A Van Gogh painting that was stolen from the Singer Laren Museum in the Netherlands in March 2020 has been recovered. Missing for three and a half years, “The Parsonage Garden at Nuenen in Spring” (1884), also referred to as “Spring Garden,” was confidentially handed off to Dutch art detective Arthur Brand in an IKEA bag on September 11, after multiple calls for return in coordination with the Dutch police’s art crimes unit.
“Spring Garden,” an early-career landscape painting of van Gogh’s prior to the development of his signature Post-Impressionist style, was on loan from the Groninger Museum’s permanent collection at the time of its theft from the Laren institution on March 30, 2020 — what would have been the artist’s 167th birthday. The Singer Laren Museum had been closed to the public due to the Netherlands’s enforced COVID-19 lockdown. Brand, often described as the “Indiana Jones of the art world” for his specialty in recovering high-profile works of stolen art, received two “proof-of-life” photos of the stolen painting later in June that year.
There was radio silence until 2021, when a 59-year-old man identified as Nils M. was arrested and charged with the theft of the van Gogh work as well as a painting by Frans Hals that was stolen from the Hofje van Aerden museum in Leerdam after DNA evidence connected him to both scenes.

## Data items
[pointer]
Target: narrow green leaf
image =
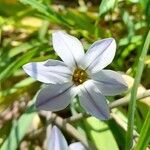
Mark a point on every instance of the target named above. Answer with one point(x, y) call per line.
point(144, 135)
point(106, 5)
point(19, 129)
point(16, 64)
point(132, 104)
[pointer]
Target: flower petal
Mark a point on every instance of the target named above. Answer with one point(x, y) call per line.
point(109, 82)
point(57, 141)
point(50, 71)
point(68, 48)
point(76, 146)
point(93, 101)
point(99, 55)
point(55, 97)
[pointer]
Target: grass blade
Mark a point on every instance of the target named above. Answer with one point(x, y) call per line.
point(144, 136)
point(132, 104)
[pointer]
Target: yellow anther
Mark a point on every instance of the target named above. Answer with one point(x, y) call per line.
point(79, 76)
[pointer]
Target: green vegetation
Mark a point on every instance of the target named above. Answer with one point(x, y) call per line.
point(25, 36)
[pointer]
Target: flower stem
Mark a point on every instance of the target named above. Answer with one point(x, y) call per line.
point(132, 103)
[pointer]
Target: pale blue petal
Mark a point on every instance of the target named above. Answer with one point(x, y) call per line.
point(50, 71)
point(93, 101)
point(54, 97)
point(69, 48)
point(109, 82)
point(57, 141)
point(99, 55)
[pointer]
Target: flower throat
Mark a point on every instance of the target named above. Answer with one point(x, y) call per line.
point(79, 76)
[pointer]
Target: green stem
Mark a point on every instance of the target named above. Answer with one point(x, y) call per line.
point(144, 135)
point(132, 104)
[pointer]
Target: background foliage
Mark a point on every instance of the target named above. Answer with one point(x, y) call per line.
point(25, 36)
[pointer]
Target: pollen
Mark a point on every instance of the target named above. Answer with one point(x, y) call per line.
point(79, 76)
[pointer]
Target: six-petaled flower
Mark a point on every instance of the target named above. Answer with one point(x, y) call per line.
point(79, 74)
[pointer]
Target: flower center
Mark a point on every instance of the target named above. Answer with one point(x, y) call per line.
point(79, 76)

## Task goal
Please reproduce the full article on the recovered Van Gogh painting word for word. The data items are not needed here.

## Reply
A Van Gogh painting that was stolen from the Singer Laren Museum in the Netherlands in March 2020 has been recovered. Missing for three and a half years, “The Parsonage Garden at Nuenen in Spring” (1884), also referred to as “Spring Garden,” was confidentially handed off to Dutch art detective Arthur Brand in an IKEA bag on September 11, after multiple calls for return in coordination with the Dutch police’s art crimes unit.
“Spring Garden,” an early-career landscape painting of van Gogh’s prior to the development of his signature Post-Impressionist style, was on loan from the Groninger Museum’s permanent collection at the time of its theft from the Laren institution on March 30, 2020 — what would have been the artist’s 167th birthday. The Singer Laren Museum had been closed to the public due to the Netherlands’s enforced COVID-19 lockdown. Brand, often described as the “Indiana Jones of the art world” for his specialty in recovering high-profile works of stolen art, received two “proof-of-life” photos of the stolen painting later in June that year.
There was radio silence until 2021, when a 59-year-old man identified as Nils M. was arrested and charged with the theft of the van Gogh work as well as a painting by Frans Hals that was stolen from the Hofje van Aerden museum in Leerdam after DNA evidence connected him to both scenes.